**Objetivo**
Transcreva, do texto sobre Chico Buarque e o Prêmio Camões, a parte que começa em "Instituído em 1988, o" e termina em "gramados do Planalto.".

Mas não é dessa collage apressada de trechos de duas das canções emblemáticas de Chico Buarque de Hollanda que quero falar aqui. Talvez de um tempo, página infeliz de nossa história, os olhos (indevidamente) embotados de cimento e lágrima. Difícil esquecer, mas vamos tentar não falar de “pedras-de-toque” como aquele “Se entornaste a nossa sorte pelo chão/ Se na bagunça do teu coração/ Meu sangue errou de veia e se perdeu/ Como, se na desordem do armário embutido/ Meu paletó enlaça o teu vestido/E o meu sapato inda pisa no teu”.
Ou de pontos luminosos como os daquela construção de alexandrinos com cesura perfeita, realçados pela profusão de proparoxítonos, de quem ergueu no patamar quatro paredes mágicas. De quem tropeçou no céu como se fosse um bêbado e flutuou no ar como se fosse um pássaro. Ou, ainda, da bela e injustiçada  Sabiá, uma elaborada canção de “in-exílio”: “Vou voltar/ Sei que ainda vou voltar/Para o meu lugar/ Foi lá e é ainda lá/Que eu hei de ouvir cantar/  Uma sabiá”.
Chico vai voltar sempre, que aqui é o seu lugar. E sempre e sempre nos surpreender com novas canções e romances. É também muito em função desses que ele acaba de se tornar o mais novo laureado com o Prêmio Camões de Literatura, o mais importante da língua portuguesa. Tanto mar. Por mares de nunca de antes navegados, diz de lá o vate, são muitos os Chicos num só Chico Buarque de Hollanda. Muitos Chicos em perigos e guerra esforçados, mais do que prometia a força humana.
Instituído em 1988, o Prêmio Camões tem o objetivo de reconhecer um autor de língua portuguesa que tenha "contribuído para o enriquecimento do patrimônio literário e cultural" do idioma através de seu conjunto da obra. Chico foi logo saudado pela multidão de fãs, e até mesmo pelo presidente: “pelo empenhamento político, pelo amor ao Rio de Janeiro e ao Brasil, pelo trabalho sobre uma língua que, atravessando tanto mar, nos une”. Pelo presidente português Marcelo Rebelo de Sousa, diga-se de passagem, porque – aqui, ó! – o ex-Capitão Talkey fez cara de paisagem. E paisagem nebulosa. Quer dizer, cara de escuro como no breu das tocas onde inventou de inventar a escuridão,como não podia deixar de ser. O Prêmio Camões ganho por Chico foi um tapa de luva (de boxe, claro, um jab mais-que-perfeito) na ignorância que grassa nos gramados do Planalto.

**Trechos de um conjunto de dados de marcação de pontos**

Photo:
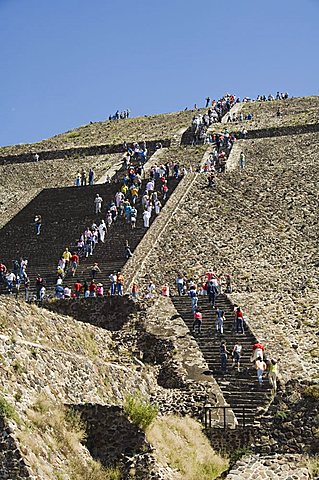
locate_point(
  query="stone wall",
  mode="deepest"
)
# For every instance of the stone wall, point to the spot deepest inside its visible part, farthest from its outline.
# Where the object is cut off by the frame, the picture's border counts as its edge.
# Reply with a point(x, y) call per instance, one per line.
point(75, 151)
point(111, 437)
point(12, 464)
point(275, 467)
point(110, 313)
point(282, 131)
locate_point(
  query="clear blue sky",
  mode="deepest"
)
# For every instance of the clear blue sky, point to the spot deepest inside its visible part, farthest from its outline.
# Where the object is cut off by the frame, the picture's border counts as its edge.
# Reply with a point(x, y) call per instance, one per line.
point(66, 62)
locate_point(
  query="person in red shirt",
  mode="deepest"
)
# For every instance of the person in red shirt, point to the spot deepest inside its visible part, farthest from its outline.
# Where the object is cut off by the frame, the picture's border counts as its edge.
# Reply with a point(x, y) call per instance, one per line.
point(75, 259)
point(3, 271)
point(198, 318)
point(239, 320)
point(92, 289)
point(77, 288)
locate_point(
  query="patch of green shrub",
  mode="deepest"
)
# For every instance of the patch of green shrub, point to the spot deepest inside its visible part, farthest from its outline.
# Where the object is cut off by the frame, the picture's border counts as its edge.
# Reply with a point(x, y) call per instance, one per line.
point(6, 409)
point(73, 134)
point(312, 391)
point(140, 411)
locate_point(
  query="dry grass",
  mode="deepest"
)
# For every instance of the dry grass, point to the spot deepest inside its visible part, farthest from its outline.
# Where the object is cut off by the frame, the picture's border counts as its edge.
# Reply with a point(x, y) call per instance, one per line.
point(181, 444)
point(153, 127)
point(313, 466)
point(295, 111)
point(51, 439)
point(54, 331)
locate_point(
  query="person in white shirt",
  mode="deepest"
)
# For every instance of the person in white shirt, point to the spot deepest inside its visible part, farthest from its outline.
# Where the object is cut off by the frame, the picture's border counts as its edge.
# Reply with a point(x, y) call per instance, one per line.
point(98, 203)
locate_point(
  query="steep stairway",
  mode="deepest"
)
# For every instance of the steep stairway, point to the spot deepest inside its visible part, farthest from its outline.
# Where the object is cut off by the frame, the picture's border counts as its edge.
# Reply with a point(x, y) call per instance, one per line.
point(240, 389)
point(66, 212)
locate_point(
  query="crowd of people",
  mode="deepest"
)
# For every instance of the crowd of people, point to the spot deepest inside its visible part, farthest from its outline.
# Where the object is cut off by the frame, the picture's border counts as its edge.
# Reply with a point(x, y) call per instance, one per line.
point(120, 115)
point(121, 210)
point(211, 285)
point(216, 110)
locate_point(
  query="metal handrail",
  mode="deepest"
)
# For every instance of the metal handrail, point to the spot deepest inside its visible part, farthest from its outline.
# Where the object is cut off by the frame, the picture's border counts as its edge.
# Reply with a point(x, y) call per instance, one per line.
point(208, 415)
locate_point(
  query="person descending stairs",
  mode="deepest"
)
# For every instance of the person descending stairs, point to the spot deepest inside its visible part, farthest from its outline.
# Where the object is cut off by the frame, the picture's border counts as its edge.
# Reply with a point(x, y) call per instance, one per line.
point(217, 342)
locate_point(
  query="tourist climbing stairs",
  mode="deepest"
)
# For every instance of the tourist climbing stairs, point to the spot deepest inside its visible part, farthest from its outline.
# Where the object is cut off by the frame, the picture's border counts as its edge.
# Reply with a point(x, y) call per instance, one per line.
point(66, 213)
point(240, 389)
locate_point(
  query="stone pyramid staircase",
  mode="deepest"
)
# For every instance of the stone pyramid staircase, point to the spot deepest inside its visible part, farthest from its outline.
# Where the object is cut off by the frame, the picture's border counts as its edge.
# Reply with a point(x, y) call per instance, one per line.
point(66, 212)
point(240, 389)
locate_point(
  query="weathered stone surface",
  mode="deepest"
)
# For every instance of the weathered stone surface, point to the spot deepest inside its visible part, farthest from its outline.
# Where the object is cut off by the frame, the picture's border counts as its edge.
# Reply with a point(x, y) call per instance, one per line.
point(274, 467)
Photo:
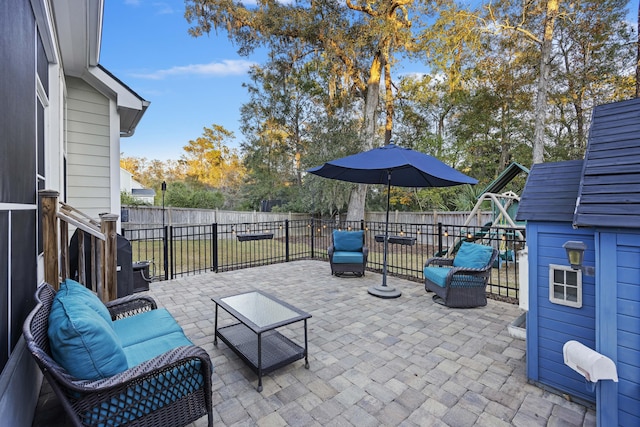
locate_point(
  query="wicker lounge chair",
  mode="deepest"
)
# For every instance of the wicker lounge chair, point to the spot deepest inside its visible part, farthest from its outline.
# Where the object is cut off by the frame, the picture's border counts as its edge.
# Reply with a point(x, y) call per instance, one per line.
point(172, 389)
point(461, 281)
point(347, 253)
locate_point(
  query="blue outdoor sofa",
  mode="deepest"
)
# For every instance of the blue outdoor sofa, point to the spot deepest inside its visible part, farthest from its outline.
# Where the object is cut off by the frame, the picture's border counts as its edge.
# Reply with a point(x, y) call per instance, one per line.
point(125, 362)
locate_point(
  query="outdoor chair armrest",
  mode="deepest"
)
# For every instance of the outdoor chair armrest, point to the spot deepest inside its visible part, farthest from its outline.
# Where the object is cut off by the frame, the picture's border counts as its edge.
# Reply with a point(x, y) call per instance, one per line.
point(130, 305)
point(439, 261)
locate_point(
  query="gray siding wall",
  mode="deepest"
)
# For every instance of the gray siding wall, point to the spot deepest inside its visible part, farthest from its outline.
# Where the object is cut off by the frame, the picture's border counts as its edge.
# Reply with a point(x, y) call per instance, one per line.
point(88, 148)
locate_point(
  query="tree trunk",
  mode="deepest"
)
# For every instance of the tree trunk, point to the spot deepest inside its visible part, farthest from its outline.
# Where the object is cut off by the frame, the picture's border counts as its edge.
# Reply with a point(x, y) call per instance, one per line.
point(543, 82)
point(359, 194)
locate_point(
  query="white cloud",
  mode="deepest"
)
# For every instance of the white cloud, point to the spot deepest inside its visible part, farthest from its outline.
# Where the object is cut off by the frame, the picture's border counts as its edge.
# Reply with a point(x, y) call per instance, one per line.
point(225, 68)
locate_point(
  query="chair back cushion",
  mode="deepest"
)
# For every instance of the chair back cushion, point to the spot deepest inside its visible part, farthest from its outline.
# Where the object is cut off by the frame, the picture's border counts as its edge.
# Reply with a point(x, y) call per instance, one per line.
point(437, 275)
point(81, 340)
point(471, 255)
point(348, 241)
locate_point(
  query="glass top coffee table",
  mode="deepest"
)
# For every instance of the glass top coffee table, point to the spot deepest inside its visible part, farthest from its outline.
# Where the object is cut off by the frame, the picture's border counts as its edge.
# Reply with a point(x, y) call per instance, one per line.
point(254, 338)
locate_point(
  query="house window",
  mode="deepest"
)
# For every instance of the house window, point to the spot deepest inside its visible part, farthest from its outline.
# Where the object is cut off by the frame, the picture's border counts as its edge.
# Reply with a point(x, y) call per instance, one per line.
point(565, 285)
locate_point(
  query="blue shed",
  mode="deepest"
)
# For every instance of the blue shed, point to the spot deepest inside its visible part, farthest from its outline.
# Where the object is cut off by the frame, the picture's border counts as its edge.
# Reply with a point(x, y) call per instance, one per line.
point(595, 201)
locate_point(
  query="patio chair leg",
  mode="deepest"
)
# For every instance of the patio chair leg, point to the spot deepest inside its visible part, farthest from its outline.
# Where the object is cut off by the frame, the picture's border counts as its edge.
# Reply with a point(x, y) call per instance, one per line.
point(438, 299)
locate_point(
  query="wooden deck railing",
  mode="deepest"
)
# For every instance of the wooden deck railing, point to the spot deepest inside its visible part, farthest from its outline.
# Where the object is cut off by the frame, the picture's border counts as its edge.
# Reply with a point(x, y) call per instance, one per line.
point(56, 218)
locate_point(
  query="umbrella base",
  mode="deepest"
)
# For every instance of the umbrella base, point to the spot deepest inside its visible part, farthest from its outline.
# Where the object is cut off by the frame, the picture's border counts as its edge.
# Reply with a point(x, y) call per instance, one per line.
point(383, 291)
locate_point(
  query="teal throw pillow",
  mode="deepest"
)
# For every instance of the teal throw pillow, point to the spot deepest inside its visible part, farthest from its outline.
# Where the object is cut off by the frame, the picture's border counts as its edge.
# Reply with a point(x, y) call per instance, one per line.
point(81, 340)
point(82, 293)
point(348, 241)
point(471, 255)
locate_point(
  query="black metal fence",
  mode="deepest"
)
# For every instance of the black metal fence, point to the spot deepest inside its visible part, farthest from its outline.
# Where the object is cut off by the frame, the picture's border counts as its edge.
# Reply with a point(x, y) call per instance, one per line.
point(176, 251)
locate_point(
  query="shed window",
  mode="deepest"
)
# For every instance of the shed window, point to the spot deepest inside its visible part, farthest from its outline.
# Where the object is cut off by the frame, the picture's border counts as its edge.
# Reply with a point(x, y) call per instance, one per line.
point(565, 286)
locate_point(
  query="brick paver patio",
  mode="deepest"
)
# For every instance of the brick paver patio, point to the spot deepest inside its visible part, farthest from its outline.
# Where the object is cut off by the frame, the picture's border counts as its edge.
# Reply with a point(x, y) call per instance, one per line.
point(373, 362)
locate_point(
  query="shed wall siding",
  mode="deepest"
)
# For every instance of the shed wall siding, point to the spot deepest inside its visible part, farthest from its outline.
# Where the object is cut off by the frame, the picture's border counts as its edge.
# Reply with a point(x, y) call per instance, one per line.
point(550, 325)
point(627, 303)
point(88, 148)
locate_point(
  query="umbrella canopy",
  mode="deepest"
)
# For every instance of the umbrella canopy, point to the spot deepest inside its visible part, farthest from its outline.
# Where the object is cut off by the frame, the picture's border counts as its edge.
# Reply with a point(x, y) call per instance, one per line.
point(408, 168)
point(392, 165)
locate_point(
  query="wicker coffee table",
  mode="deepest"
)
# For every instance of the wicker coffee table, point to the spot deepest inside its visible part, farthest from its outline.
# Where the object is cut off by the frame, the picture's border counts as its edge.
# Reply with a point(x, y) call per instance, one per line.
point(254, 338)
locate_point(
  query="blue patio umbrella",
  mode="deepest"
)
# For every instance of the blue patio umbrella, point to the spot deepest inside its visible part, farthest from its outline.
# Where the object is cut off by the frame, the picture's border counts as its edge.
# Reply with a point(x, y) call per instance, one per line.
point(397, 166)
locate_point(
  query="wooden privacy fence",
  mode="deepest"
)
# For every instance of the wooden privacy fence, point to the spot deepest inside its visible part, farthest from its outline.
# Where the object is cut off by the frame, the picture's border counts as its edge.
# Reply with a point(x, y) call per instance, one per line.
point(56, 219)
point(143, 217)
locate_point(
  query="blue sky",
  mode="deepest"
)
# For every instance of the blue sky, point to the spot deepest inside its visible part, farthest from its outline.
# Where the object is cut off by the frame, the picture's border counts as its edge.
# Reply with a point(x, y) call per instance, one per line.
point(191, 83)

**Resultado**
Instituído em 1988, o Prêmio Camões tem o objetivo de reconhecer um autor de língua portuguesa que tenha "contribuído para o enriquecimento do patrimônio literário e cultural" do idioma através de seu conjunto da obra. Chico foi logo saudado pela multidão de fãs, e até mesmo pelo presidente: “pelo empenhamento político, pelo amor ao Rio de Janeiro e ao Brasil, pelo trabalho sobre uma língua que, atravessando tanto mar, nos une”. Pelo presidente português Marcelo Rebelo de Sousa, diga-se de passagem, porque – aqui, ó! – o ex-Capitão Talkey fez cara de paisagem. E paisagem nebulosa. Quer dizer, cara de escuro como no breu das tocas onde inventou de inventar a escuridão,como não podia deixar de ser. O Prêmio Camões ganho por Chico foi um tapa de luva (de boxe, claro, um jab mais-que-perfeito) na ignorância que grassa nos gramados do Planalto.